-- Work to be completed --
Can you convert all of the data below into a JSON list of strings, one string per line, leaving out any blank lines?

-- Provided data --
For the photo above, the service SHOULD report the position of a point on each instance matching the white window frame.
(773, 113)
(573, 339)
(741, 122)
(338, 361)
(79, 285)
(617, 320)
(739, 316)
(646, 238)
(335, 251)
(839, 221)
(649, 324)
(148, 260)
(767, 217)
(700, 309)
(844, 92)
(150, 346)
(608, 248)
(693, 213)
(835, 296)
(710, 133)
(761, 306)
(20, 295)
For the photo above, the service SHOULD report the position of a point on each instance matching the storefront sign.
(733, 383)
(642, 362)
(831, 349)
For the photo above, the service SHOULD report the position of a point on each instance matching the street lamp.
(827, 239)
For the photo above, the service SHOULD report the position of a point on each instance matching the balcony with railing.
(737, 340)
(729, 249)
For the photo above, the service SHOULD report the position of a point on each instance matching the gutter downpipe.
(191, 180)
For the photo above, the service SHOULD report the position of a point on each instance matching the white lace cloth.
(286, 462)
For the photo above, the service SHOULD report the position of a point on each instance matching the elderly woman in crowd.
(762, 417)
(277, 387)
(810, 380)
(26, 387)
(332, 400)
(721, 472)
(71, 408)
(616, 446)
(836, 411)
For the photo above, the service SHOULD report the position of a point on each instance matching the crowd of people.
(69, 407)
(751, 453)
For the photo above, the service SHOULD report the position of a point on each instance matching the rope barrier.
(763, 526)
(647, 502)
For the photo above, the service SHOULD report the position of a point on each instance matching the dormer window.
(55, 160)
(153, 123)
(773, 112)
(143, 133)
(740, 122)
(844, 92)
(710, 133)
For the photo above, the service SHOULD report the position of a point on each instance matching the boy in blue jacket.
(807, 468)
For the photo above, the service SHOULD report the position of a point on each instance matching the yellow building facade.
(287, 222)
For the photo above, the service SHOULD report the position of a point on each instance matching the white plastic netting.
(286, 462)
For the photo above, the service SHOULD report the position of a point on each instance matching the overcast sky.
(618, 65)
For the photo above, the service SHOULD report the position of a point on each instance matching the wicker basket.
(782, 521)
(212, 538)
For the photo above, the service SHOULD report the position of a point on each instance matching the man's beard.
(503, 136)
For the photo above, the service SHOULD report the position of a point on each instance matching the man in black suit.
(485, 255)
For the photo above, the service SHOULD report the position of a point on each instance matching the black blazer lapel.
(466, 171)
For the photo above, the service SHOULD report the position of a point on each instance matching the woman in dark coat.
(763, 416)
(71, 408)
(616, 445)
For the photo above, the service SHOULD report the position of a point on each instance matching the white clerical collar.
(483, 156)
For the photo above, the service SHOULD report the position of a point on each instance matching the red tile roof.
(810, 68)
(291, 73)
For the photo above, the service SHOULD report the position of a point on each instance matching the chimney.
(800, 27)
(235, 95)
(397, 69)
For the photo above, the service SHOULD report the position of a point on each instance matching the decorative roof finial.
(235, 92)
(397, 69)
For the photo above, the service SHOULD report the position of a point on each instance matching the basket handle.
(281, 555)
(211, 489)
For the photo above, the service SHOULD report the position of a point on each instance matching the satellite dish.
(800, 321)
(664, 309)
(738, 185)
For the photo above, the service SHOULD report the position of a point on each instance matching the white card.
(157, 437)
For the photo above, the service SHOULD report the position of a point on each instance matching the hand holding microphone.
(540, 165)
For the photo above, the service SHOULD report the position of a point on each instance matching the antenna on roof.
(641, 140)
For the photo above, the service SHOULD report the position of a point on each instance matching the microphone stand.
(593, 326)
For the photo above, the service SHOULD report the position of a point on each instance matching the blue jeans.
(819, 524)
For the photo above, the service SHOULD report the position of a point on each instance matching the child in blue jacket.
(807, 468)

-- Reply to the task --
[
  "For the photo above, the service SHOULD report the position of a point on each instance matching the white window frame.",
  "(773, 113)",
  "(573, 339)",
  "(741, 122)",
  "(338, 361)",
  "(79, 285)",
  "(617, 320)",
  "(739, 316)",
  "(646, 238)",
  "(335, 251)",
  "(839, 221)",
  "(649, 324)",
  "(148, 260)",
  "(767, 217)",
  "(700, 309)",
  "(844, 92)",
  "(150, 346)",
  "(608, 248)",
  "(693, 213)",
  "(835, 296)",
  "(710, 133)",
  "(761, 306)",
  "(20, 295)",
  "For the photo above, the service SHOULD report the position of a point on each instance matching the storefront sign.",
  "(733, 383)",
  "(642, 362)",
  "(831, 349)",
  "For the photo above, the service SHOULD report the position of a point on each instance matching the street lamp.",
  "(827, 239)",
  "For the photo above, the service SHOULD report the position of a point on each instance matching the balcony with railing.",
  "(737, 340)",
  "(729, 249)",
  "For the photo above, the service SHOULD report the position of a point on each instance matching the gutter downpipe.",
  "(191, 180)",
  "For the photo above, the service SHOULD report the position of a point on each instance matching the white lace cloth.",
  "(286, 462)",
  "For the photo above, the service SHOULD report the position of a point on each instance matching the elderly woman in crowd.",
  "(762, 417)",
  "(277, 387)",
  "(810, 380)",
  "(26, 387)",
  "(332, 400)",
  "(721, 472)",
  "(71, 408)",
  "(616, 446)",
  "(836, 411)",
  "For the photo above, the service SHOULD report the position of a point on each instance matching the crowd of people.",
  "(69, 407)",
  "(751, 453)",
  "For the photo above, the service SHOULD report the position of a point on each instance matching the rope barrier.",
  "(763, 526)",
  "(647, 502)",
  "For the photo above, the service SHOULD report the position of a point on each instance matching the dormer window.",
  "(55, 160)",
  "(153, 123)",
  "(773, 112)",
  "(143, 133)",
  "(740, 122)",
  "(844, 92)",
  "(710, 133)",
  "For the photo above, the service SHOULD report the position of a point on each instance matching the boy in blue jacket.",
  "(807, 468)",
  "For the photo above, the service SHOULD report the position of a point on each instance matching the yellow building facade.",
  "(287, 222)",
  "For the photo above, the service SHOULD report the position of a point on each instance matching the white plastic netting.",
  "(286, 462)",
  "For the photo above, the service SHOULD report the position of a point on each instance matching the overcast sky.",
  "(618, 65)",
  "For the photo above, the service SHOULD report the position of a point on each instance matching the wicker basket.",
  "(782, 521)",
  "(212, 538)",
  "For the photo above, the service SHOULD report the position of a point on each instance matching the man's beard.",
  "(503, 136)",
  "For the photo above, the service SHOULD report the position of a point on each instance matching the man in black suit.",
  "(485, 255)",
  "For the photo above, the service SHOULD report the position of a point on each instance matching the black blazer lapel.",
  "(466, 171)",
  "For the photo above, the service SHOULD report the position of a point on each instance matching the woman in dark coat.",
  "(763, 416)",
  "(71, 408)",
  "(616, 445)",
  "For the photo above, the service SHOULD report the position of a point on each instance matching the white clerical collar.",
  "(483, 156)",
  "For the photo above, the service SHOULD report the position of a point on each instance matching the red tile roof.",
  "(810, 68)",
  "(291, 73)",
  "For the photo above, the service SHOULD report the position of a point on each instance matching the chimney.",
  "(800, 27)",
  "(235, 95)",
  "(397, 69)",
  "For the photo above, the service SHOULD report the position of a point on each instance matching the decorative roof finial.",
  "(235, 92)",
  "(397, 69)",
  "For the photo above, the service SHOULD report the position of a point on each instance matching the basket handle.",
  "(281, 555)",
  "(211, 489)",
  "For the photo above, the service SHOULD report the position of a point on each instance matching the satellite dish.",
  "(800, 321)",
  "(664, 309)",
  "(738, 185)",
  "For the photo above, the service SHOULD report the position of a point on each instance matching the white card.",
  "(157, 437)",
  "For the photo above, the service SHOULD report the position of a point on each instance matching the hand holding microphone.",
  "(540, 165)",
  "For the photo above, the service SHOULD report the position of a point on each instance matching the antenna on roof.",
  "(641, 140)",
  "For the photo above, the service SHOULD report the position of a point on each instance matching the microphone stand.",
  "(593, 326)",
  "For the photo above, the service SHOULD report the position of a point on each instance matching the blue jeans.",
  "(819, 524)",
  "For the photo above, the service SHOULD report the position of a point on each instance matching the child in blue jacket.",
  "(807, 468)"
]